Work request -
Using the Trail of Tears text below, explain in one to three sentences what led the white population to pressure the United States Government to pass legislation relocating the native Indians.

Text excerpt -
########################################
Trail Of Tears

The Trail of Tears is the symbolic name given to the forced removal and relocation of Native American Indians from their homelands in the South East to the Western side of the Mississippi river between 1830 and 1838. This apparent eviction from their traditional lands followed the Indian Removal Act which was signed into law by President Andrew Jackson in 1830. These forced relocations involved what was then known as the Five Civilized Tribes who until then existed as autonomous nations side by side with the independent states of America. These Five Civilized Tribes were the Choctaw, the Seminole, the Chickasaw, the Cherokee and the Tuskegee. The removals were carried out in the following order: Choctaw in 1831, Seminoles a year later, the Creek two years after, and finally, the Cherokee in 1838.

Background to the Removals

Prior to 1830, the Five Civilized Tribes existed as autonomous nations within the United States. However, pressures arising from increased need for land for agricultural purposes and for the establishment of White settlers along with the discovery of gold in Dahlonega, Georgia, caused the white population to exercise pressure on the United States Government to enact legislation which would essentially empower the government to relocate the native Indians from their ancestral homes in order to create room for the economic and land demands of the white settlers to be actualized.
########################################
Excerpted data -
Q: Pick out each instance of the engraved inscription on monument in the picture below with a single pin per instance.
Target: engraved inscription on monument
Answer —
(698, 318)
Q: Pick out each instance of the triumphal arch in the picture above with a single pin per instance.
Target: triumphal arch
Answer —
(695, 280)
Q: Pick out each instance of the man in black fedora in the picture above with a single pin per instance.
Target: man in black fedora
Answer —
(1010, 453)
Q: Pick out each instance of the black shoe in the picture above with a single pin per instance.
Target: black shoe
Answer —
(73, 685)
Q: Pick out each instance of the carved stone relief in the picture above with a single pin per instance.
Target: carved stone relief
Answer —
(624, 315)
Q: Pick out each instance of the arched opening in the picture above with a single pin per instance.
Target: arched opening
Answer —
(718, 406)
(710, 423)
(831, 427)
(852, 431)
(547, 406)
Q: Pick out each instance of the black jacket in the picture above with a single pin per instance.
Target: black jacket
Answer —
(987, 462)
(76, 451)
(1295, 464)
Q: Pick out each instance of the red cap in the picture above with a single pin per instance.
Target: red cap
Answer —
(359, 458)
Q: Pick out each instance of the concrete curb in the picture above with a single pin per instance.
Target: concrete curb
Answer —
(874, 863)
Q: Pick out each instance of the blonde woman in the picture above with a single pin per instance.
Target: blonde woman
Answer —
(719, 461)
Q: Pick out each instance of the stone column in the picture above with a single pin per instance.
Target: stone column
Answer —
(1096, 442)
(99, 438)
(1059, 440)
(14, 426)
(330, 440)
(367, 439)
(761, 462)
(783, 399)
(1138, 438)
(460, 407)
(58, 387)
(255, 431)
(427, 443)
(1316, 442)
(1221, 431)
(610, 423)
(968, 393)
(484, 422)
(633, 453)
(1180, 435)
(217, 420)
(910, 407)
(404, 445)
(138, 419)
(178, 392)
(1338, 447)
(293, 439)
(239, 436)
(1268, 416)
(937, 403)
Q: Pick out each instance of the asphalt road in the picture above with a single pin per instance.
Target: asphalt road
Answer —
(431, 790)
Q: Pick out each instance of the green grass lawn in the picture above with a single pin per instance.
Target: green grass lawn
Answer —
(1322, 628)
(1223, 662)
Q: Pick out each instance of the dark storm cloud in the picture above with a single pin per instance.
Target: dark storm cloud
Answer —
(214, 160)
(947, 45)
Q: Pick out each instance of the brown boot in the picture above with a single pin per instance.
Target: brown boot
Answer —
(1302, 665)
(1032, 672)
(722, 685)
########################################
Problem solution -
Growing demand for land for farming and for White settlement, together with the discovery of gold in Dahlonega, Georgia, drove the white population to press the government. They wanted a law empowering it to move the native Indians from their ancestral homes so that the settlers' economic and land demands could be met.